Information shown:
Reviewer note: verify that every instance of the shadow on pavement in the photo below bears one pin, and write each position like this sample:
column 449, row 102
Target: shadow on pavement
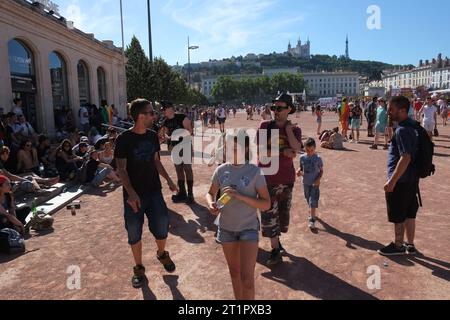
column 188, row 231
column 172, row 283
column 301, row 274
column 352, row 240
column 147, row 293
column 4, row 258
column 440, row 269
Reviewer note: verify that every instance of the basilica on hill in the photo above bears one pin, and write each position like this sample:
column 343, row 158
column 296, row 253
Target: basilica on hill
column 301, row 50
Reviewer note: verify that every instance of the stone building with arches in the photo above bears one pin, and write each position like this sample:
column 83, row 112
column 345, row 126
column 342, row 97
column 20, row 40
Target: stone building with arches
column 53, row 67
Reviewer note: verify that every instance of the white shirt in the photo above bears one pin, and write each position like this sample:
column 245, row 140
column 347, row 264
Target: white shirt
column 84, row 116
column 221, row 113
column 429, row 113
column 27, row 129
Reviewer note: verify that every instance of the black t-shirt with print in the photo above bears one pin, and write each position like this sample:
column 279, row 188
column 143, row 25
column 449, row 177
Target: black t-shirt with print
column 139, row 150
column 174, row 124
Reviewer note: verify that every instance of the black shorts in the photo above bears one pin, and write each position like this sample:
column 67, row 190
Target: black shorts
column 403, row 204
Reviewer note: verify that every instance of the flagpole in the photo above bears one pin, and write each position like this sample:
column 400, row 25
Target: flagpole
column 150, row 47
column 123, row 61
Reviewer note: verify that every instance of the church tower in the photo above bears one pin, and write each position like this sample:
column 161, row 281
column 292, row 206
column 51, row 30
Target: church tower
column 347, row 54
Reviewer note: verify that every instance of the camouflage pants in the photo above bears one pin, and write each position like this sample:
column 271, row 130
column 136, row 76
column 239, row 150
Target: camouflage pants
column 276, row 220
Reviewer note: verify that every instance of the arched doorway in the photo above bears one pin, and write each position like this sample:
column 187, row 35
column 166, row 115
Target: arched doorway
column 58, row 76
column 23, row 78
column 102, row 90
column 83, row 83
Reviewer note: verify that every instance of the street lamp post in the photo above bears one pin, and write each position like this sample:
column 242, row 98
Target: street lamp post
column 150, row 47
column 189, row 60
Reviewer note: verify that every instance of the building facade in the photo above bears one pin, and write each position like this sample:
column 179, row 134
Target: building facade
column 330, row 84
column 53, row 67
column 301, row 50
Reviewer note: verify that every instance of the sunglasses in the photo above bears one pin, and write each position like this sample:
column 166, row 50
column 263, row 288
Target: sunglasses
column 279, row 108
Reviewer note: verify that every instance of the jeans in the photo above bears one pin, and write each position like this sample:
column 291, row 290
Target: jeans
column 154, row 207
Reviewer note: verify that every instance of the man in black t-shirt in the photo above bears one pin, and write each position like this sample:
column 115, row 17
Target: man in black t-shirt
column 139, row 165
column 178, row 129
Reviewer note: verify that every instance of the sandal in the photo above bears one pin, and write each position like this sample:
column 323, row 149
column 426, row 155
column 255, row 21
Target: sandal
column 166, row 261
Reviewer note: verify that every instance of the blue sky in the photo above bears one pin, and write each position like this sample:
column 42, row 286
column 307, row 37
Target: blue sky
column 223, row 28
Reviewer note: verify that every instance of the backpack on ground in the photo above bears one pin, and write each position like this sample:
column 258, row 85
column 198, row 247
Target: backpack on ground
column 425, row 152
column 82, row 172
column 11, row 242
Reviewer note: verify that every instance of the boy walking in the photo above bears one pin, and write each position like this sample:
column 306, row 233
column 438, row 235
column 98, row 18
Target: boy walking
column 311, row 169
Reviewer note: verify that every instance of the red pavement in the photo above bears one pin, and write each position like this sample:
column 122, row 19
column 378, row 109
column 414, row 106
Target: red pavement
column 331, row 264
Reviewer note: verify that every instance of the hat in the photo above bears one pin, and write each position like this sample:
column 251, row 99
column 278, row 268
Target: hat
column 166, row 105
column 284, row 97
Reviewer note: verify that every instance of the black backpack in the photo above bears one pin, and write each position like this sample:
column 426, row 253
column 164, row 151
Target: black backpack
column 11, row 242
column 425, row 152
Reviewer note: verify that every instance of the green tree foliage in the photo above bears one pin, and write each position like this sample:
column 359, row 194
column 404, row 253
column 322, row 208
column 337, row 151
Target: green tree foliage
column 156, row 81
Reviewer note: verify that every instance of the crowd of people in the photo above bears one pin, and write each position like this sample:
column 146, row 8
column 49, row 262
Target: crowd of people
column 239, row 190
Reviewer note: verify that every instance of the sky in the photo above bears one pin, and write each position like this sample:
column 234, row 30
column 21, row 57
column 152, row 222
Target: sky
column 397, row 32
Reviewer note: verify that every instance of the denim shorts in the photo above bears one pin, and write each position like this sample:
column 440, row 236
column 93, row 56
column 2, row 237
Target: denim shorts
column 312, row 195
column 225, row 236
column 154, row 207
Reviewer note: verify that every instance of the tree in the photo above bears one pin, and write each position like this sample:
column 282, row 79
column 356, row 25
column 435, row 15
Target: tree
column 137, row 70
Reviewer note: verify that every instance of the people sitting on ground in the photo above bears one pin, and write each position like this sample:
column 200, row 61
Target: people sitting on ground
column 83, row 139
column 11, row 138
column 25, row 130
column 24, row 182
column 74, row 137
column 9, row 217
column 83, row 150
column 97, row 172
column 27, row 158
column 94, row 135
column 335, row 142
column 107, row 154
column 67, row 162
column 47, row 157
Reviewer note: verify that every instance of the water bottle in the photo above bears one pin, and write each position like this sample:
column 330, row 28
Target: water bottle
column 34, row 209
column 41, row 170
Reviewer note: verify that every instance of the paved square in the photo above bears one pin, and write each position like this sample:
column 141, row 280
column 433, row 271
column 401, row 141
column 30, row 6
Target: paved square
column 331, row 264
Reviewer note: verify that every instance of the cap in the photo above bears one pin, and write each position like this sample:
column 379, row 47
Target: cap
column 284, row 97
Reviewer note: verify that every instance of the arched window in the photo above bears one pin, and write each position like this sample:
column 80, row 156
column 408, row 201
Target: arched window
column 58, row 76
column 83, row 83
column 23, row 78
column 101, row 78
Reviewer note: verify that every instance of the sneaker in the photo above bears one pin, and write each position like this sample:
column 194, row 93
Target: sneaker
column 180, row 198
column 410, row 249
column 282, row 250
column 190, row 199
column 139, row 277
column 392, row 250
column 275, row 257
column 166, row 261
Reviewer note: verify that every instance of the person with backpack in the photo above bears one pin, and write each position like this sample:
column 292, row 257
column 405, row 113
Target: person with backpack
column 83, row 116
column 429, row 113
column 275, row 221
column 410, row 158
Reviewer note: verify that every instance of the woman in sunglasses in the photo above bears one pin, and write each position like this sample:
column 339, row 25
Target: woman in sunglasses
column 27, row 159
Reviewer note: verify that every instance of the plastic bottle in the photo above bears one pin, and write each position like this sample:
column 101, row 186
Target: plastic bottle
column 34, row 209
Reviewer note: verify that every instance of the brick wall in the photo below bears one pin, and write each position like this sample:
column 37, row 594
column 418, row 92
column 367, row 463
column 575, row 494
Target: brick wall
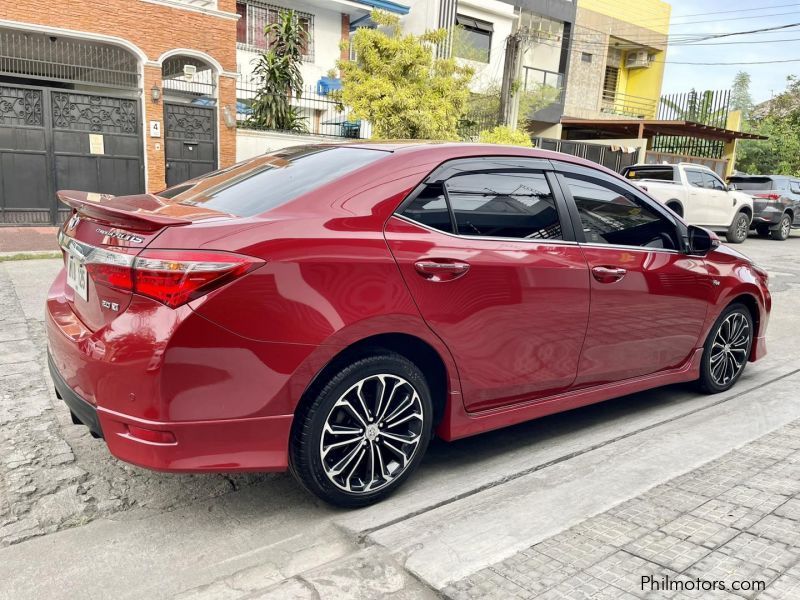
column 154, row 29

Task: Only the lines above starting with the one with "Target: white shirt" and going through the one with "Reviewer note: verify that every instance of the black t-shirt" are to be copied, word for word and with both ends kept.

Written answer:
Target: white shirt
column 84, row 116
column 221, row 113
column 429, row 113
column 27, row 129
Reviewer note: verify that every instance of the black t-shirt with print in the photo above bears one pin, and write each position like this sample:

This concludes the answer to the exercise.